Instructions for the task: Check each line of the data for "background", and copy the ones that have it.

Input for this task:
____

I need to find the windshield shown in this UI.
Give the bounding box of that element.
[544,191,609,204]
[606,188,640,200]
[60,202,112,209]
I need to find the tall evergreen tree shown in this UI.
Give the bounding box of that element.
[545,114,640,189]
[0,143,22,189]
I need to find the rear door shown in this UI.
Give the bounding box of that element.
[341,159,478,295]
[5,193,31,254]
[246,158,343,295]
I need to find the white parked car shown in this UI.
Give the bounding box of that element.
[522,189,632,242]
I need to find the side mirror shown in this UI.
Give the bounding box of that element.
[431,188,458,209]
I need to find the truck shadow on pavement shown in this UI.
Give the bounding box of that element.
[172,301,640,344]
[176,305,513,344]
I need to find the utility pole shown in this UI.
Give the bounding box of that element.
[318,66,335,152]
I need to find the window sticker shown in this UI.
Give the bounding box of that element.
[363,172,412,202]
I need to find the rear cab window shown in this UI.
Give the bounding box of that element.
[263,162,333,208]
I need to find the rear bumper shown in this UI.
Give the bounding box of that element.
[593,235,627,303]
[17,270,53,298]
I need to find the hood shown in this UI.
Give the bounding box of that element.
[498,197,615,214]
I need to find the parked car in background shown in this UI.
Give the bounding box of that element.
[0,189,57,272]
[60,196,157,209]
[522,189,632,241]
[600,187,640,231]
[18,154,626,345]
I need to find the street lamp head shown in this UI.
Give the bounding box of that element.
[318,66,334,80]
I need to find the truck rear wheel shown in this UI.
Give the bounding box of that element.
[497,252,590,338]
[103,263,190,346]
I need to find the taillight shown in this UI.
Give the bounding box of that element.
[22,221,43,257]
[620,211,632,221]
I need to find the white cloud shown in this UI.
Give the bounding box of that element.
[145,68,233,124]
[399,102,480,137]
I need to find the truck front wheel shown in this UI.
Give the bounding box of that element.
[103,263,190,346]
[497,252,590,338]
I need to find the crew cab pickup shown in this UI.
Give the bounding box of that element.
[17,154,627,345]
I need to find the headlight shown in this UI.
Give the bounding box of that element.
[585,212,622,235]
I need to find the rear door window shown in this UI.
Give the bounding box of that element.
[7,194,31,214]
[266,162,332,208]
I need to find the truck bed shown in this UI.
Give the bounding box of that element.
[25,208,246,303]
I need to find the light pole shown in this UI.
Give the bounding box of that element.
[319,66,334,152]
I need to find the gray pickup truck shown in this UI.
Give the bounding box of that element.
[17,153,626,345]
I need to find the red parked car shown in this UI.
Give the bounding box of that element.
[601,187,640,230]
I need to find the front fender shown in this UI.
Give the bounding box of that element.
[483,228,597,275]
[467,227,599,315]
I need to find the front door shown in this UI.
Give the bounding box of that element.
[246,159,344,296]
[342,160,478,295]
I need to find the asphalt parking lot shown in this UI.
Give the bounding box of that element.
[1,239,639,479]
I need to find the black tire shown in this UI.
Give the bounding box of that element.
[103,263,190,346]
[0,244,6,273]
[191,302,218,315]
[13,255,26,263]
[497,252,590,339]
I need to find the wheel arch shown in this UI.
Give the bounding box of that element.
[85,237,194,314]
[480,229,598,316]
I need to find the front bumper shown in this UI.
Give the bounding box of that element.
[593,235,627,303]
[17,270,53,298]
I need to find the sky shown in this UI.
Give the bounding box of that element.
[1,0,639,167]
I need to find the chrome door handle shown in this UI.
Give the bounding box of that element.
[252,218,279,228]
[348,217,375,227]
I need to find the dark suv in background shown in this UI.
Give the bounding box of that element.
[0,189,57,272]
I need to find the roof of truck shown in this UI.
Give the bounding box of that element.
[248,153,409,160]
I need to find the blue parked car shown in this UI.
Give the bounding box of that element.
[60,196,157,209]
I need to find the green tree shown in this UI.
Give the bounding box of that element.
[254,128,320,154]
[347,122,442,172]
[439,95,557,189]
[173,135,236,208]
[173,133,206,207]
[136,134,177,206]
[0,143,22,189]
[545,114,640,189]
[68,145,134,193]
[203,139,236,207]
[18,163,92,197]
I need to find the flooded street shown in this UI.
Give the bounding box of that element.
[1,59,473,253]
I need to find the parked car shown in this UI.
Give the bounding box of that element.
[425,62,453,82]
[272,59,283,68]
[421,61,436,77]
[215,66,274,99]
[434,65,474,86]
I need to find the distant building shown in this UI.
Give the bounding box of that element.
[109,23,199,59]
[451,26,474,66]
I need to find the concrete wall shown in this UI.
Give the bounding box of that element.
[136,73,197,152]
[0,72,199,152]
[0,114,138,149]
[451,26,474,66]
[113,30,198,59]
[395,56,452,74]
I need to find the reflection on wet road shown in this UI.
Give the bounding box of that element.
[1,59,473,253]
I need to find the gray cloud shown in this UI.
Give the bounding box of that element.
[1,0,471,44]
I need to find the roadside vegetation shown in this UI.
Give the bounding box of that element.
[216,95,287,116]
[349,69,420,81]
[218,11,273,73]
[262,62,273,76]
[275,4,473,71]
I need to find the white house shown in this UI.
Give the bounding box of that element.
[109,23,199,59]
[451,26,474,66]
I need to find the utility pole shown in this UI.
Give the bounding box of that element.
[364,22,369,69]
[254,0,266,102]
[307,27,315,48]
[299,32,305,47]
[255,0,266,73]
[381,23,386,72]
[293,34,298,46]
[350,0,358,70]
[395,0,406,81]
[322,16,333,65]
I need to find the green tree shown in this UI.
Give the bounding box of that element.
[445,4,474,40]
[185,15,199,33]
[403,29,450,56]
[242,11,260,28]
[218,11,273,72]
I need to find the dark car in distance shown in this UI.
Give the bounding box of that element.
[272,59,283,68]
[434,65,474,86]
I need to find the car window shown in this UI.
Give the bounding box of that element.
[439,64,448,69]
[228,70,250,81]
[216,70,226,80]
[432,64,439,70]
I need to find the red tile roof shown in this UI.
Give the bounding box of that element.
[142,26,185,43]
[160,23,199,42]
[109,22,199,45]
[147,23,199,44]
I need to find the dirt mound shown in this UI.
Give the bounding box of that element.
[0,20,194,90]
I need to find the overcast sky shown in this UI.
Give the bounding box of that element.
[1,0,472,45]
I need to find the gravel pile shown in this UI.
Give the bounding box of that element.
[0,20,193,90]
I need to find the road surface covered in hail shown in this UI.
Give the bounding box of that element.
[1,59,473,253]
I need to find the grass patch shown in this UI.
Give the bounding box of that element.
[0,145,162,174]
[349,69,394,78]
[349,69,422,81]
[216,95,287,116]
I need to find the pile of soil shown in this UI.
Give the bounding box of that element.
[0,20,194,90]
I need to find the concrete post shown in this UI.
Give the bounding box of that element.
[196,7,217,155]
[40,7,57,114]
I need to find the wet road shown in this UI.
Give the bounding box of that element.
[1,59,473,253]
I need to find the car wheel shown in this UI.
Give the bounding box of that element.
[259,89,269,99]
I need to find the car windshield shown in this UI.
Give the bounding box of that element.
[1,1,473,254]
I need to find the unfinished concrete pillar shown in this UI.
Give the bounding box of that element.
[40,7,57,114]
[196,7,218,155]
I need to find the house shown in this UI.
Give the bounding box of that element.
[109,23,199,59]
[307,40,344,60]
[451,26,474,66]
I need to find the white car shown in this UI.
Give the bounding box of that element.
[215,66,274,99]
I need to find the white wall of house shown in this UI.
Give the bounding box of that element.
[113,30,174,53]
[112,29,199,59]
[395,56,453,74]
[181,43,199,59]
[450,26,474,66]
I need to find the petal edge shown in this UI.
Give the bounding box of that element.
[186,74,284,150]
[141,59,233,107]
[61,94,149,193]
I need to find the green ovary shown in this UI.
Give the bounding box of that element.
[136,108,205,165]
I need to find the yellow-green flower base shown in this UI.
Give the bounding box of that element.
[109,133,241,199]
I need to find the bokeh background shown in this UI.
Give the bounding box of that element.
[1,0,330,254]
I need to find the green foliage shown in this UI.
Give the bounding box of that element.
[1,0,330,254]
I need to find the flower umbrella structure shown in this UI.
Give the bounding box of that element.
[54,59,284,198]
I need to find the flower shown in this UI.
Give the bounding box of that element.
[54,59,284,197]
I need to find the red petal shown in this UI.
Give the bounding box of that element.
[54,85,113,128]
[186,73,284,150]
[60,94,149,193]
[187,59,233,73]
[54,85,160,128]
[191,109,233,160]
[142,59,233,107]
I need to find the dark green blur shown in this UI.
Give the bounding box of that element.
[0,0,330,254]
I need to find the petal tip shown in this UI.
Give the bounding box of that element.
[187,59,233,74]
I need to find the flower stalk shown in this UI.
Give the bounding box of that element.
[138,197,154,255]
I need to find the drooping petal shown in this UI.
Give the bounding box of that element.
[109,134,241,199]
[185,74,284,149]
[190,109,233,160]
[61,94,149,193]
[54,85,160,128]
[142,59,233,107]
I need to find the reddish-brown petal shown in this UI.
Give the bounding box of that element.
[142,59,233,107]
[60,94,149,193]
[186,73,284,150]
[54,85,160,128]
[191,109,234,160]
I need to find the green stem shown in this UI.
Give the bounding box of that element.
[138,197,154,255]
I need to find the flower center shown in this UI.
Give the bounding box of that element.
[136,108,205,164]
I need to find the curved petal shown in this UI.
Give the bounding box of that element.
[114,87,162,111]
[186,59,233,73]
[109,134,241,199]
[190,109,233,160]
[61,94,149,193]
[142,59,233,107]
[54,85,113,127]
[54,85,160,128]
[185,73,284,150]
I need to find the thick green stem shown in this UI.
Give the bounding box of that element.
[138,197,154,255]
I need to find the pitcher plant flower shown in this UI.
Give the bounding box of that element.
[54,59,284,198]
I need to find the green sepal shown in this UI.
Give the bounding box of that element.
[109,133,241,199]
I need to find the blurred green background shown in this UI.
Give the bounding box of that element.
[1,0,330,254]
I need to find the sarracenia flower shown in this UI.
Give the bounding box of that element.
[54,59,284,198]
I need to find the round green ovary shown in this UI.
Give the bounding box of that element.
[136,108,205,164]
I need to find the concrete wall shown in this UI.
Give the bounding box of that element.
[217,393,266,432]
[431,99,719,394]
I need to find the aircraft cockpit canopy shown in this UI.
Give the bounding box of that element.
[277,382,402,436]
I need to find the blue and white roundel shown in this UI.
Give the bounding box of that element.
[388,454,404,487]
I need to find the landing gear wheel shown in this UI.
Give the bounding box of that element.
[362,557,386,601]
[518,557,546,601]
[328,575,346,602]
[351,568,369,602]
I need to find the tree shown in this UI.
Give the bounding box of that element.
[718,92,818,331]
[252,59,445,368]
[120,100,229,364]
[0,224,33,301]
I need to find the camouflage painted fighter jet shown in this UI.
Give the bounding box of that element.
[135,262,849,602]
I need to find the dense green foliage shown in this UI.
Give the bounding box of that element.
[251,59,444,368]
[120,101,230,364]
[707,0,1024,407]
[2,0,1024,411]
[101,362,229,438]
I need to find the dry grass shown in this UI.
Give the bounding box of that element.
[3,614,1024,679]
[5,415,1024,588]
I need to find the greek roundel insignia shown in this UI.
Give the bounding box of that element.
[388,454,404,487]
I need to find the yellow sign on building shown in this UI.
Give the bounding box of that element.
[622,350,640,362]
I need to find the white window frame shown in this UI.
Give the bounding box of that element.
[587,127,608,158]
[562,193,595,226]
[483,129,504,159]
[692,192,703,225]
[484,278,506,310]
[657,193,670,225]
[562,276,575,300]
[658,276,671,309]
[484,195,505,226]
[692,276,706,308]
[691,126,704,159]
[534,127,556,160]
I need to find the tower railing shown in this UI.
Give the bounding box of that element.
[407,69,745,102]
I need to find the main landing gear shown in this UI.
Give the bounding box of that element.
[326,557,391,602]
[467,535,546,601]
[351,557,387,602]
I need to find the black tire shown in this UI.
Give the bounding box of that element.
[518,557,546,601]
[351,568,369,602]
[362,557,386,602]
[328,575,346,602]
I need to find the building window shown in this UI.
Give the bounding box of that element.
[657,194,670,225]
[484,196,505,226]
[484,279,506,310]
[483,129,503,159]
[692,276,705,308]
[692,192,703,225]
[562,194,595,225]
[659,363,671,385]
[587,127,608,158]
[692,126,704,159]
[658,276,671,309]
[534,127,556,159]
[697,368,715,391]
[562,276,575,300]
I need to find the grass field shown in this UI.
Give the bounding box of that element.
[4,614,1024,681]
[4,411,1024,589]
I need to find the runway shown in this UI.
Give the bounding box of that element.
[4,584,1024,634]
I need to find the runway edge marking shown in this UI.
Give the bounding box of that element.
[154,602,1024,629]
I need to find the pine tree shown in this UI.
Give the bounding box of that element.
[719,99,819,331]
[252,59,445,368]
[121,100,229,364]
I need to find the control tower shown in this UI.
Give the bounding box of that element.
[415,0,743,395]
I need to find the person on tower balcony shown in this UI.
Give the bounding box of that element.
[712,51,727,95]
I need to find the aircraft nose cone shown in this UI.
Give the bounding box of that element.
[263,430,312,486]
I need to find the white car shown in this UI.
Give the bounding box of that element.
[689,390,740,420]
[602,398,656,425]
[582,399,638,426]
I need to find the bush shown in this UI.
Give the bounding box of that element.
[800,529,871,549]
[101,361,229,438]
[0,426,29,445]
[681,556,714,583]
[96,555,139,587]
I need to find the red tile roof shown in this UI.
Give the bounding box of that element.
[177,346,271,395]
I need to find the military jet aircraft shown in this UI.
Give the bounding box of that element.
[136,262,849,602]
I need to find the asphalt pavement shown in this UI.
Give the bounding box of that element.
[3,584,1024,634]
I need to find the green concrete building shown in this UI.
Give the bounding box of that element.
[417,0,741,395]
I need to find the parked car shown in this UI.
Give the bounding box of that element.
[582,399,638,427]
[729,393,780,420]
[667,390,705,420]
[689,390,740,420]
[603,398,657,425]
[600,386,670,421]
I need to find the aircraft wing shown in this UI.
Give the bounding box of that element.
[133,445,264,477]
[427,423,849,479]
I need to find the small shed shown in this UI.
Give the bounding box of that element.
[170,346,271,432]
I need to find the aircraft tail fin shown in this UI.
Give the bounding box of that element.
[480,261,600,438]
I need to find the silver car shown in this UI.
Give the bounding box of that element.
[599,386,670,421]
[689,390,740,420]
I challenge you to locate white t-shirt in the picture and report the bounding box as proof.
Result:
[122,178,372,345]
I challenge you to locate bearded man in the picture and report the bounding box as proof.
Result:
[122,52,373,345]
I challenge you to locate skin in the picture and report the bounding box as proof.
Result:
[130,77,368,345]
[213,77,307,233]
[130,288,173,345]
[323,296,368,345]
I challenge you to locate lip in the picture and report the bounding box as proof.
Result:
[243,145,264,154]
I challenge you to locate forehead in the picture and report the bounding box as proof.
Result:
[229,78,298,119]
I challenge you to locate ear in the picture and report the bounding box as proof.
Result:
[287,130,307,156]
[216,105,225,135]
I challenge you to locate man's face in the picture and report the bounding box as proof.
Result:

____

Reply to the exercise:
I need to find the parked car in background shown in this UI.
I need to find the dark suv in background shown in this UI.
I need to find the bokeh background shown in this UI.
I need to find the blurred green background shown in this UI.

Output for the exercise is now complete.